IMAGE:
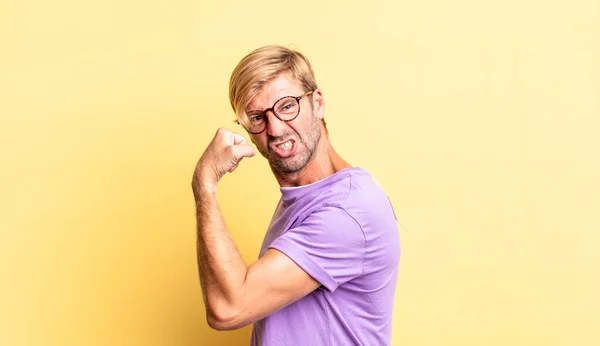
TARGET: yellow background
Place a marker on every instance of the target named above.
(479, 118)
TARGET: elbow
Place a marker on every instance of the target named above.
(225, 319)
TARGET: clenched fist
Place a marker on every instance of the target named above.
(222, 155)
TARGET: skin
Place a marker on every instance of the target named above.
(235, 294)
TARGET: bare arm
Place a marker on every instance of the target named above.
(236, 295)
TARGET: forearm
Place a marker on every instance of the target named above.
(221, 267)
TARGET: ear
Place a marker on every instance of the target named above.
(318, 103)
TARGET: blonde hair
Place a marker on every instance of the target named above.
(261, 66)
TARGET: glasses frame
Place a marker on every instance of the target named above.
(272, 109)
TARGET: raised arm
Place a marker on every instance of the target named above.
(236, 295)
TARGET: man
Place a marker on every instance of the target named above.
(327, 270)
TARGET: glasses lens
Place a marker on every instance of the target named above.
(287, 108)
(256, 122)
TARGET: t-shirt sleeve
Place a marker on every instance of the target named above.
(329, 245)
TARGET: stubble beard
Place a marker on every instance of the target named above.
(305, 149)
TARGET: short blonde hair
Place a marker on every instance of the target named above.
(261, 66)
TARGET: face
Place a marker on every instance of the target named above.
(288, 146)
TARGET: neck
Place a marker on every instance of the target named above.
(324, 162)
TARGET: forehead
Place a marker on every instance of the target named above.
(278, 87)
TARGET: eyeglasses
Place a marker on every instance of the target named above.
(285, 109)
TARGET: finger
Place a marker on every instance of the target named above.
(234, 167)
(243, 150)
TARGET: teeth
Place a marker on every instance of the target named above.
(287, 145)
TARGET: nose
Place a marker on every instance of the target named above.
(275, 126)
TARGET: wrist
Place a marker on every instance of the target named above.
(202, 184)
============================================================
■ **What to produce**: Output all of the records exactly as they appear above, but not the pictures.

■ **The response**:
IMAGE:
TARGET: yellow background
Place a marker on every instance of the target named above.
(479, 118)
TARGET: elbow
Place a marker on every instance of the target named above.
(225, 319)
TARGET: clenched fist
Place a marker on every instance of the target named above.
(222, 155)
TARGET: skin
Place a marker on every instance of the target named above.
(235, 294)
TARGET: bare arm
Place a marker on every instance of the target named above.
(236, 295)
TARGET: forearm
Place a marker on every instance of the target named above.
(221, 267)
TARGET: ear
Place a marker on every instance of the target named above.
(318, 103)
TARGET: blonde hair
Place a marker on every instance of the target named above.
(261, 66)
TARGET: glasses frame
Place a marker on every instance of the target named above.
(272, 109)
TARGET: raised arm
Place a marker on every instance of the target named above.
(236, 295)
TARGET: man
Place a marker on every instance of the target named above.
(327, 270)
TARGET: glasses lens
Place a marker on every instance of the target named above.
(287, 108)
(256, 122)
TARGET: t-shirt sleeve
Place a marker on every instance of the target named above.
(329, 245)
TARGET: stubble beard
Place a marker on every instance of the target named above.
(305, 149)
TARGET: short blonde hair
Place a marker on every instance of the target named above.
(261, 66)
TARGET: face
Place a marker on every instance of the target named above.
(288, 146)
TARGET: neck
Place a marker on every instance of the target named above.
(324, 162)
TARGET: forehead
Place a marker on every instance of the target named above.
(278, 87)
TARGET: eyeglasses
Place a marker on every instance of the target named above.
(285, 109)
TARGET: finger
Place a marker on every instance of the target named above.
(234, 167)
(243, 150)
TARGET: teeth
Place a marker on every instance of the target named above.
(287, 145)
TARGET: nose
Place a marker on every instance of the target named above.
(275, 126)
TARGET: wrist
Place a marker on every instance of the target named above.
(202, 184)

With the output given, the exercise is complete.